┌─ The records
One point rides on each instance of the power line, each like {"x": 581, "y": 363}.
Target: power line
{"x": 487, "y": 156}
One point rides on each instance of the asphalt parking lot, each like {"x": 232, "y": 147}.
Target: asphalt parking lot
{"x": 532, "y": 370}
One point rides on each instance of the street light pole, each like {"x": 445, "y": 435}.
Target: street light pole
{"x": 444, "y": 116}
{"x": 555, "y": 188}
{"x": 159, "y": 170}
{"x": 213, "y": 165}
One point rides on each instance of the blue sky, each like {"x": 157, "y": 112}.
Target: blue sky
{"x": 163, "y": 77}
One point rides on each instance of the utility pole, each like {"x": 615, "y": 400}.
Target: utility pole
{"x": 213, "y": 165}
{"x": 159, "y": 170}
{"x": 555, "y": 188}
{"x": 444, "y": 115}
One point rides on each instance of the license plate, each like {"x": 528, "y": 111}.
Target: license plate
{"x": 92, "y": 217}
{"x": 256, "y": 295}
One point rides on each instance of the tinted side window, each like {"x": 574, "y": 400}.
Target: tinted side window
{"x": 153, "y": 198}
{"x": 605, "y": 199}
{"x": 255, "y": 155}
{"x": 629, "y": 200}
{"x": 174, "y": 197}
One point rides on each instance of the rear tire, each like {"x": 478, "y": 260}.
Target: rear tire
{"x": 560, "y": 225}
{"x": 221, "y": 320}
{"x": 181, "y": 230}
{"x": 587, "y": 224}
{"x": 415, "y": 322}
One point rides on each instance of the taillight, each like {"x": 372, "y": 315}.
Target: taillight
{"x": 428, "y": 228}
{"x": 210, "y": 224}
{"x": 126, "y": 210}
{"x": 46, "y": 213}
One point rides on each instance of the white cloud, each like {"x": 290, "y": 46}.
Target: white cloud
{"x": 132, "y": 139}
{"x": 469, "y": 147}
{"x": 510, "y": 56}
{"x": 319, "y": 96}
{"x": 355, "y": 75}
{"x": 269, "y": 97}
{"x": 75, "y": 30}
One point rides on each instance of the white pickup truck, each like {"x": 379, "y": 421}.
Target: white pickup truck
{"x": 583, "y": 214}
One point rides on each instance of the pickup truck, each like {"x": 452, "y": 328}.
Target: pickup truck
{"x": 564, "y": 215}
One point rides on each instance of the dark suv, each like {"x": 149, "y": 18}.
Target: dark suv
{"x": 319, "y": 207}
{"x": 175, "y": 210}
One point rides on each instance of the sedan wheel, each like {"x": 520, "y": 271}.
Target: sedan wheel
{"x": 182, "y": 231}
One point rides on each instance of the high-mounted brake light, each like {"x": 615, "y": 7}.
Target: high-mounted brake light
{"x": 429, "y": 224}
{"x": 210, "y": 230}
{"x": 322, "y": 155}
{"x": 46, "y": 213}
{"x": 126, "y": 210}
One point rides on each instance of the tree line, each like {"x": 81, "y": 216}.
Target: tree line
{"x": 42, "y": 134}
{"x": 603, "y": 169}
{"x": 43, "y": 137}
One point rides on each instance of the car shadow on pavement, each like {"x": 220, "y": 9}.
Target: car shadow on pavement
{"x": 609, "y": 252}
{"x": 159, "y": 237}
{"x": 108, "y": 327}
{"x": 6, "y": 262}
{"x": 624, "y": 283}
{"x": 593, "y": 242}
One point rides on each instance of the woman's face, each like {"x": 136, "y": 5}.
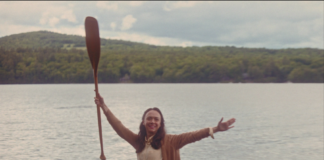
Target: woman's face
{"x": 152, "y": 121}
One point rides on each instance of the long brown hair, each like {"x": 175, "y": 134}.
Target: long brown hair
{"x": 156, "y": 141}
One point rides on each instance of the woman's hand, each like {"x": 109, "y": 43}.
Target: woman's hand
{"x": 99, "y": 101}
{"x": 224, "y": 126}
└─
**Work order:**
Above are the records; from them, give again exactly the lines from the one containing "Target: license plate" through the one containing "One point rides on each instance of the high-mounted", both included.

**Response:**
Target: license plate
{"x": 92, "y": 217}
{"x": 256, "y": 295}
One point rides on each instance of the tinted side window, each like {"x": 574, "y": 400}.
Target: tinted side window
{"x": 153, "y": 198}
{"x": 605, "y": 199}
{"x": 255, "y": 155}
{"x": 629, "y": 200}
{"x": 174, "y": 197}
One point rides on each instance of the rear tire, each like {"x": 478, "y": 260}.
Target: rear tire
{"x": 560, "y": 225}
{"x": 221, "y": 320}
{"x": 181, "y": 230}
{"x": 587, "y": 224}
{"x": 415, "y": 322}
One point rides on each instance of the taillight, each like {"x": 372, "y": 315}.
Target: taillight
{"x": 428, "y": 228}
{"x": 210, "y": 224}
{"x": 126, "y": 210}
{"x": 46, "y": 213}
One point rides on each instance of the white cloud, each like {"x": 290, "y": 46}.
Target: white cloud
{"x": 132, "y": 139}
{"x": 469, "y": 147}
{"x": 510, "y": 56}
{"x": 319, "y": 96}
{"x": 355, "y": 75}
{"x": 269, "y": 97}
{"x": 75, "y": 30}
One point rides on each instance of the white pickup truck, each like {"x": 379, "y": 421}.
Target: white pickup truck
{"x": 583, "y": 214}
One point rides on each instance of the pickup truck, each like {"x": 452, "y": 328}.
Target: pickup truck
{"x": 564, "y": 215}
One point rides on each instance of the dark suv, each like {"x": 149, "y": 18}.
Target: dark suv
{"x": 319, "y": 207}
{"x": 175, "y": 210}
One point rides on each instance of the sedan wheel, each like {"x": 520, "y": 271}.
Target: sedan wheel
{"x": 182, "y": 231}
One point rides on each instance of the high-mounted brake light, each like {"x": 615, "y": 7}.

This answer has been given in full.